What the task requires: Lines in the entries below where the word "blue" shows up should each be copied.

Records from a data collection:
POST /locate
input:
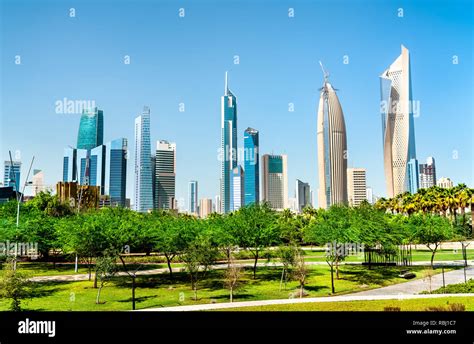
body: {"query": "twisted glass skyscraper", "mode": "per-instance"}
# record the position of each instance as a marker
(332, 148)
(252, 166)
(398, 129)
(228, 150)
(143, 176)
(91, 129)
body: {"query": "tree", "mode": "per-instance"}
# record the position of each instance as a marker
(106, 268)
(431, 230)
(231, 277)
(14, 285)
(198, 257)
(256, 229)
(299, 270)
(332, 228)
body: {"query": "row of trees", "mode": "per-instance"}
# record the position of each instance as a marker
(95, 236)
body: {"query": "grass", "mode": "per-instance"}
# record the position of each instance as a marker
(358, 306)
(417, 256)
(160, 291)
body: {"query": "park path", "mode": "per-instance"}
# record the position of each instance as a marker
(85, 277)
(226, 305)
(401, 291)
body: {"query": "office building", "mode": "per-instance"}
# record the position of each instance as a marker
(165, 172)
(356, 186)
(275, 181)
(398, 127)
(251, 166)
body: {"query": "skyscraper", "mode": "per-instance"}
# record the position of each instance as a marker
(38, 182)
(228, 150)
(251, 166)
(97, 168)
(91, 129)
(428, 173)
(332, 148)
(398, 127)
(205, 207)
(70, 165)
(302, 195)
(143, 176)
(445, 183)
(165, 162)
(193, 197)
(12, 174)
(116, 171)
(275, 181)
(238, 185)
(356, 185)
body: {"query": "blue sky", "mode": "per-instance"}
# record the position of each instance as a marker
(183, 59)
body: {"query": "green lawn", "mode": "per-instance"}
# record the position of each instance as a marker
(417, 256)
(368, 306)
(159, 290)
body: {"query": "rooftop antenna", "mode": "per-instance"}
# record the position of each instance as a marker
(226, 88)
(326, 74)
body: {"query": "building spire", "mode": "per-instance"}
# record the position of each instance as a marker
(226, 87)
(326, 74)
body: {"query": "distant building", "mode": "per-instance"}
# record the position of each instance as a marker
(370, 195)
(116, 171)
(38, 182)
(91, 129)
(12, 174)
(398, 129)
(218, 204)
(275, 181)
(303, 195)
(238, 184)
(251, 166)
(165, 171)
(428, 173)
(193, 197)
(143, 187)
(445, 183)
(356, 186)
(205, 207)
(228, 146)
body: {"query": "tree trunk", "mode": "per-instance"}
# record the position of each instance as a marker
(133, 292)
(97, 301)
(168, 261)
(255, 265)
(95, 280)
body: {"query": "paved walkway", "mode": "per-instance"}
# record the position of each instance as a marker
(401, 291)
(85, 277)
(213, 306)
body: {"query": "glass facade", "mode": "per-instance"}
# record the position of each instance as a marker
(11, 175)
(143, 175)
(251, 166)
(116, 171)
(228, 147)
(91, 129)
(193, 197)
(165, 172)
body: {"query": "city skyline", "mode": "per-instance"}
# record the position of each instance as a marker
(254, 110)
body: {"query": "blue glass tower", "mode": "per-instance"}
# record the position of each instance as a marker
(251, 166)
(143, 175)
(116, 171)
(91, 129)
(228, 150)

Completed task:
body: {"query": "blue sky", "mode": "per-instance"}
body: {"query": "blue glass tower", "mode": "per-instance"}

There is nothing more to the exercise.